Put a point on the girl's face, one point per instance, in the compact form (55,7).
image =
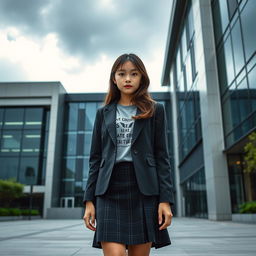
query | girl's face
(127,78)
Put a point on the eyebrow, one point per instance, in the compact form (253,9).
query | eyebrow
(130,70)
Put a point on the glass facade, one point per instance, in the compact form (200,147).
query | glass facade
(236,50)
(77,142)
(23,144)
(195,202)
(235,37)
(185,80)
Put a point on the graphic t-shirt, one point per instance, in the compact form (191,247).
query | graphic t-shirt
(124,130)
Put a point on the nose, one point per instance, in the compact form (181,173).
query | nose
(127,78)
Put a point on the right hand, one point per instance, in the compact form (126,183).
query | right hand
(89,216)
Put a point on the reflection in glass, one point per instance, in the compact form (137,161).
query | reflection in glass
(28,165)
(194,192)
(9,167)
(237,47)
(31,141)
(72,116)
(229,61)
(248,25)
(33,118)
(13,118)
(90,115)
(11,141)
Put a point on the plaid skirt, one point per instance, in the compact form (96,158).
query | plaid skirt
(124,215)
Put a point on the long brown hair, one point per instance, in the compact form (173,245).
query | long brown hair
(141,98)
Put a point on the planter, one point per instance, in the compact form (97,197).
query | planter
(244,217)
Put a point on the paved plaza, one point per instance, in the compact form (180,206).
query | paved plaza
(190,236)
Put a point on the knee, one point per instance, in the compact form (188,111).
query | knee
(113,249)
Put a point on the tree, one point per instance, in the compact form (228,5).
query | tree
(250,154)
(10,190)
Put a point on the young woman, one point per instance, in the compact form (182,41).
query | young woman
(129,189)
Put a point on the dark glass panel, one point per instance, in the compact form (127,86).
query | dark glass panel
(28,170)
(1,117)
(68,188)
(71,143)
(69,169)
(232,5)
(72,116)
(33,118)
(222,70)
(31,142)
(229,61)
(252,86)
(13,118)
(9,167)
(224,14)
(91,109)
(237,47)
(248,25)
(11,142)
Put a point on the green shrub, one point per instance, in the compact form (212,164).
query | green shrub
(14,212)
(248,207)
(9,190)
(4,212)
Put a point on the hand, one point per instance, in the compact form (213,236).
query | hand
(89,216)
(164,209)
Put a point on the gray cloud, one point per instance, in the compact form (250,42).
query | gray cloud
(11,72)
(87,30)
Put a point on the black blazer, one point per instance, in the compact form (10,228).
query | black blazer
(149,152)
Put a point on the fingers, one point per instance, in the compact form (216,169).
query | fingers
(89,220)
(167,220)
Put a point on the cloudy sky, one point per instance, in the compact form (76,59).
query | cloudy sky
(77,41)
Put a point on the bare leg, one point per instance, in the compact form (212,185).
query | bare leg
(113,249)
(139,249)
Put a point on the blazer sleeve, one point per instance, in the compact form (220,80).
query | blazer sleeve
(162,156)
(94,159)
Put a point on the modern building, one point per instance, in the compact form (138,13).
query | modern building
(45,140)
(210,69)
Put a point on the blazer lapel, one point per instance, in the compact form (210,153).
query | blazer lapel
(110,122)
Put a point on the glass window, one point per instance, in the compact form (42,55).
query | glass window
(224,14)
(184,44)
(229,61)
(10,142)
(1,117)
(33,117)
(70,169)
(9,167)
(248,25)
(28,170)
(14,118)
(31,142)
(72,116)
(85,168)
(232,5)
(71,145)
(91,109)
(189,72)
(237,47)
(87,142)
(222,70)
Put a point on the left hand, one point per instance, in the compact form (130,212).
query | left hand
(164,209)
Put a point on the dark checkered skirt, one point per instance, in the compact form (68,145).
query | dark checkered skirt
(125,215)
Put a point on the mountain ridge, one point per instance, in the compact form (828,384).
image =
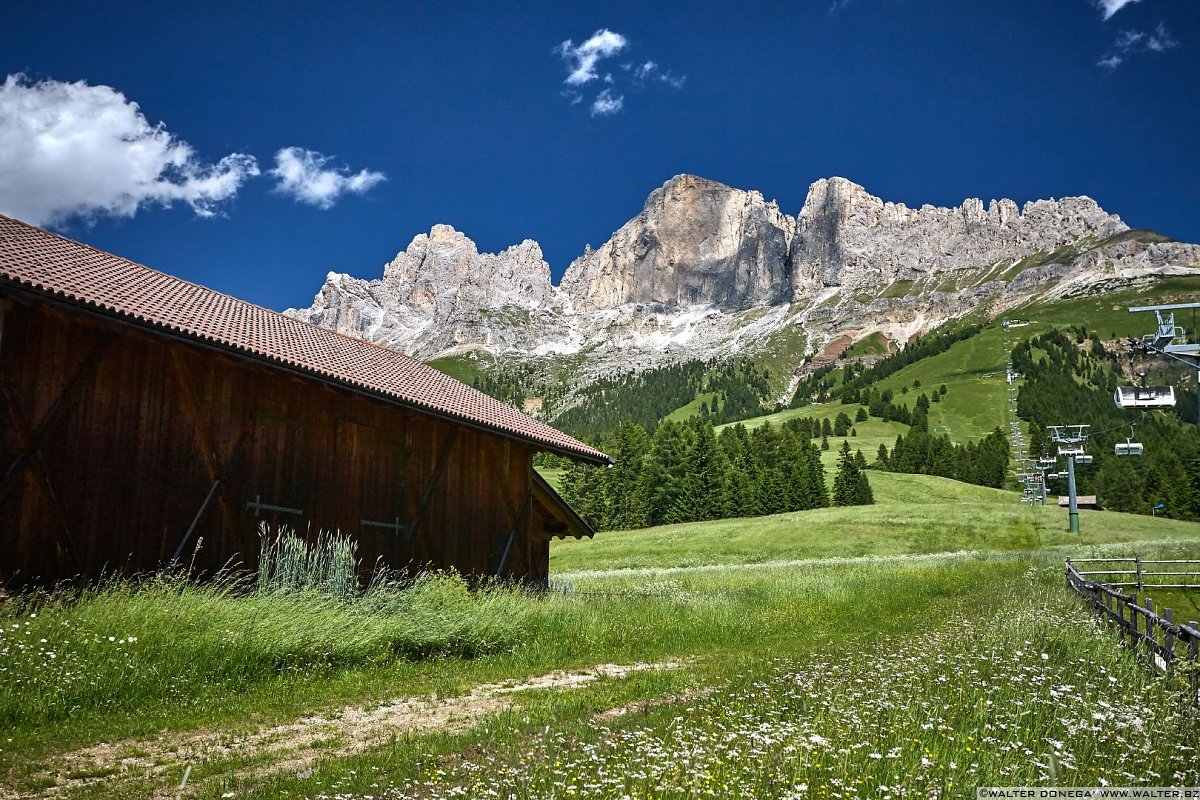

────────────────────────────────────────

▶ **Short task**: Gather every line of the records containing the word "dark", treating uppercase and lowercase as different.

▶ **Result of the task**:
Put a point on the dark glass panel, one point per instance, in the compact form (127,86).
query | dark glass panel
Put a point on the dark checkered skirt, one point per instance, in the compact form (68,145).
query | dark checkered skirt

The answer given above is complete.